**PROVIDED RECORDS**.
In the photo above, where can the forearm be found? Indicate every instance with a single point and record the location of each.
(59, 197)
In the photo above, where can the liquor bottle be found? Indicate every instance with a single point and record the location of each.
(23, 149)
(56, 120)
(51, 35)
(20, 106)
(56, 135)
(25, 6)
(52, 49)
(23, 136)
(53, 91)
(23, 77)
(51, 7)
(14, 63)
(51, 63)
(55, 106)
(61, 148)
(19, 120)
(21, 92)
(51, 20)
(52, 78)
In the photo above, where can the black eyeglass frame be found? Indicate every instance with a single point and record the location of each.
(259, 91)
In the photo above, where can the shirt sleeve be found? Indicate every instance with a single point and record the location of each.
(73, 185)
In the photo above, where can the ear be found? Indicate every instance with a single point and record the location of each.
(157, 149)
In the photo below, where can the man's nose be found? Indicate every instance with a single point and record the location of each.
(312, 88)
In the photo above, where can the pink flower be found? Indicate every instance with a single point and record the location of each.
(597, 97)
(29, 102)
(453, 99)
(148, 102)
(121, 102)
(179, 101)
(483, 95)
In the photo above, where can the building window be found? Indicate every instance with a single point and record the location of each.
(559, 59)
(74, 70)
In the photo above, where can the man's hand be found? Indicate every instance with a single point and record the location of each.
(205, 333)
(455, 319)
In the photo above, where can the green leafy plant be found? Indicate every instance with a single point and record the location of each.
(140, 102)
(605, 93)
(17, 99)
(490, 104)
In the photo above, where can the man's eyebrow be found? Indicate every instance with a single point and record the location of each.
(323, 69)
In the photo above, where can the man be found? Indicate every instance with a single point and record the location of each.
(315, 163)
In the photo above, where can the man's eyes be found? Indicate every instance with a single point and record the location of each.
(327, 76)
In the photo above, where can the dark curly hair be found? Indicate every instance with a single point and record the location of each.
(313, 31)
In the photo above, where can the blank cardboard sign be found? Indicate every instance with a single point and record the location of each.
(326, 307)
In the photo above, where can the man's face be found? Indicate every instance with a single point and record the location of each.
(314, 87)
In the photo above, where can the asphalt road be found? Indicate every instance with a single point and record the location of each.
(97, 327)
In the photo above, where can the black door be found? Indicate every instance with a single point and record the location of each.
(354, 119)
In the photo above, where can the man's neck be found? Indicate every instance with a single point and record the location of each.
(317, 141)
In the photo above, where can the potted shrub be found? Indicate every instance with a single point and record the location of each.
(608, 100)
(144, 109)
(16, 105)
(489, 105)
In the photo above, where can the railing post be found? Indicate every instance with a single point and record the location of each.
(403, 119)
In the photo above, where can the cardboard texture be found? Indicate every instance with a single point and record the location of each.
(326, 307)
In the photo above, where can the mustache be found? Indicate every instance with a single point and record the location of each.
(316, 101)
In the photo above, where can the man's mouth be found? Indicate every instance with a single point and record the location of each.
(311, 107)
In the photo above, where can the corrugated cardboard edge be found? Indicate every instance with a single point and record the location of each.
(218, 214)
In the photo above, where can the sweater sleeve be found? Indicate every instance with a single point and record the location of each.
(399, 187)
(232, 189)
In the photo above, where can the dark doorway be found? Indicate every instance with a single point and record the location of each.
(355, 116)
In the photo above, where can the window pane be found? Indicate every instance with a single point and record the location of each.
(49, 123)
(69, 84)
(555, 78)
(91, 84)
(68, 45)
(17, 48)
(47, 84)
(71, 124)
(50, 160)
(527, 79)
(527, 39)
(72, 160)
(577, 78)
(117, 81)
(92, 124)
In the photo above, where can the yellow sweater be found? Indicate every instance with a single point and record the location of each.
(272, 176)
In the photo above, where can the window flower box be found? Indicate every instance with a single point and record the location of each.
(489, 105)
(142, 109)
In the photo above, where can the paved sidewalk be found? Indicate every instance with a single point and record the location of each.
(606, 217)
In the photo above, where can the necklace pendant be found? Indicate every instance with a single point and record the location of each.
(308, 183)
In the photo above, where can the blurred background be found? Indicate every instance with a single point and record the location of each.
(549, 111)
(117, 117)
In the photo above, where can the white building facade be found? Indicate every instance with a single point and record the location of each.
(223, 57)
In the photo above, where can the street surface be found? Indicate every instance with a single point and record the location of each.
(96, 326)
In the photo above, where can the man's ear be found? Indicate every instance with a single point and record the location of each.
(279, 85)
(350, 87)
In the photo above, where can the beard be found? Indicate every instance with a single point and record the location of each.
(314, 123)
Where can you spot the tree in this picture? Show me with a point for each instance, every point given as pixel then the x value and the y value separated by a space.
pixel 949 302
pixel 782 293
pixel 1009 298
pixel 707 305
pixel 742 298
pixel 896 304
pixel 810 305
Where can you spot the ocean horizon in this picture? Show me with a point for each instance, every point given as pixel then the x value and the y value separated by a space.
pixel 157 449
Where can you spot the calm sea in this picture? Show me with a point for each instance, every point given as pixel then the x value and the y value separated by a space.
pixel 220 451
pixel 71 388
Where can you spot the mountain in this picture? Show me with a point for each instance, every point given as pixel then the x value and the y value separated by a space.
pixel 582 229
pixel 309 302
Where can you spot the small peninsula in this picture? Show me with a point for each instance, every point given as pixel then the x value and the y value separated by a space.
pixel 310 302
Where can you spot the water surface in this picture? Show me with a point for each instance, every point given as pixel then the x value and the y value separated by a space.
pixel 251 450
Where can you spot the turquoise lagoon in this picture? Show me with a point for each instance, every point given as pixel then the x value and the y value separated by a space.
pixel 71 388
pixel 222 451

**WHAT TO PRODUCE**.
Give the listing above again in full, exactly as written.

**SOLUTION TO THIS EXERCISE**.
In the photo above, where can the forearm be found? Indicate every instance with a single point and record the location of each.
(59, 197)
In the photo above, where can the liquor bottle be found? Indicate every instance with a single point and record the location of each.
(23, 149)
(56, 120)
(51, 35)
(20, 106)
(56, 135)
(25, 6)
(52, 49)
(23, 136)
(53, 91)
(23, 77)
(51, 7)
(14, 63)
(51, 63)
(55, 106)
(61, 148)
(19, 120)
(21, 92)
(51, 20)
(52, 78)
In the photo above, where can the black eyeglass frame be found? Indicate every instance with a single point and record the location of each.
(259, 91)
In the photo above, where can the shirt sleeve be found? Indicate every instance with a single point and record the location of each.
(73, 185)
In the photo above, where can the ear be found? Indicate every instance with a single point and record the location of each.
(157, 149)
In the photo below, where can the man's nose be found? Indicate every instance with a single point and record the location of each.
(312, 88)
In the photo above, where can the pink flower be found? Indicate every instance with a single point and record the location of each.
(597, 97)
(29, 102)
(453, 99)
(148, 102)
(121, 102)
(179, 101)
(483, 95)
In the photo above, where can the building window be found? Indicate every instance with a single point and record the location of each.
(559, 59)
(74, 70)
In the photo above, where can the man's hand be found? Indicate every instance with a single point and record the location of each.
(205, 333)
(455, 319)
In the photo above, where can the green leafy plant be found? Indicate every instance with a single point and record the location of each.
(140, 102)
(605, 93)
(17, 99)
(490, 104)
In the photo above, where can the man's eyebrow be found? Indicate every instance with a single point and record the location of each.
(323, 69)
In the photo above, where can the man be found? Indicate every instance with a single point and record the location of each.
(315, 163)
In the photo above, where can the man's eyes be found? Indicate every instance with a single point and record the location of each.
(327, 76)
In the photo above, where can the dark curly hair be found? Indicate every instance with a single point and record the location of each.
(313, 31)
In the photo above, where can the blank cardboard sign be found? Indicate every instance with a single point and record the location of each.
(326, 307)
In the photo above, where can the man's face be found? Indicate every instance with a single point and record the location of each.
(314, 87)
In the photo above, where can the asphalt road be found? Indicate every instance with a single point and record the location of each.
(97, 327)
In the photo above, where can the black door be found? Indicate every instance with a single point and record the location of each.
(354, 119)
In the photo above, where can the man's neck be found? Indicate every instance with a single point and record the location of each.
(317, 141)
In the photo above, where can the potted shrub be found? Indicate every instance with a single point and record the location of each.
(608, 100)
(144, 109)
(16, 105)
(489, 105)
In the photo above, where can the railing post be found? Indicate every instance with a single point and record the location of each.
(403, 119)
In the photo above, where can the cardboard texture be found? Indicate every instance with a single point and record the location of each.
(326, 307)
In the photo above, where can the mustache be found? Indicate every instance with a single point and record the location of each.
(316, 101)
In the photo above, where can the man's mouth be found? Indicate every instance with a single point and record the location of each.
(311, 107)
In the photo above, where can the corrugated cardboard edge be found? Indicate every instance with a single point and record the location of each.
(218, 214)
In the photo above, where can the sweater sleeve be found? Indicate every instance with a single point and record the location of each.
(399, 187)
(232, 189)
In the photo above, where can the dark doorway be found? Indicate every instance with a single point and record the location of each.
(355, 116)
In the photo above, where can the window pane be found? Indicate every instance with a single point and record the location of each.
(49, 123)
(69, 84)
(555, 78)
(91, 84)
(68, 45)
(17, 48)
(47, 84)
(71, 124)
(50, 160)
(527, 79)
(527, 39)
(72, 160)
(577, 78)
(117, 81)
(92, 124)
In the photo above, where can the yellow sweater be found? Indicate every instance with a single point and record the location of each.
(272, 176)
In the photo above, where can the window flower box be found? Indicate every instance with a single point and record the location of each.
(489, 105)
(142, 109)
In the photo above, where can the paved sidewalk be found? Indicate every instance with a single point and record the location of each.
(606, 217)
In the photo above, where can the necklace pendant be found? Indicate every instance with a single point and record the location of each.
(308, 183)
In the photo above, where can the blurred background be found? Indicate every instance with a single point and record the location of each.
(549, 111)
(117, 117)
In the photo above, where can the white building facade be found? Indicate every instance with a single point and record the location of each.
(223, 57)
In the photo above, where can the street surface be found? Indicate every instance with a single point and record the location of each.
(96, 326)
In the photo above, where can the man's ear be found? Indicate every instance with a single point and record the location of each.
(279, 85)
(350, 87)
In the photo above, where can the beard be found? Indicate every instance with a single point and record the location of each.
(314, 123)
Where can you spot the tree in this picture? Show me with a point for each instance, every point given as pixel then the x value and the y value separated by a space.
pixel 949 302
pixel 782 293
pixel 1009 298
pixel 707 305
pixel 742 298
pixel 896 304
pixel 810 305
Where can you spot the ocean horizon in this picture? Show me with a point for each instance, every point given as pixel then the x value and the y value separated by a space.
pixel 157 449
Where can you spot the calm sea in this picture? Show me with a point for each instance, every point given as pixel then the x value and the y value separated by a space.
pixel 220 451
pixel 71 388
Where can you spot the mountain in this picture? Show me with a point for each instance, every point given as pixel then the x value and the y value separated by a space.
pixel 582 229
pixel 309 302
Where can you spot the small peninsula in this picture? Show me with a point for each instance, every point given as pixel then the x value and the y value separated by a space.
pixel 310 302
Where can you spot the water surface in this picture? Show me with a point for each instance, every point given as pixel then the x value and the y value separated by a space.
pixel 251 450
Where can you spot the turquoise lagoon in this picture? Show me with a point for each instance, every point given as pixel then the x value and the y value separated by a space.
pixel 71 388
pixel 222 451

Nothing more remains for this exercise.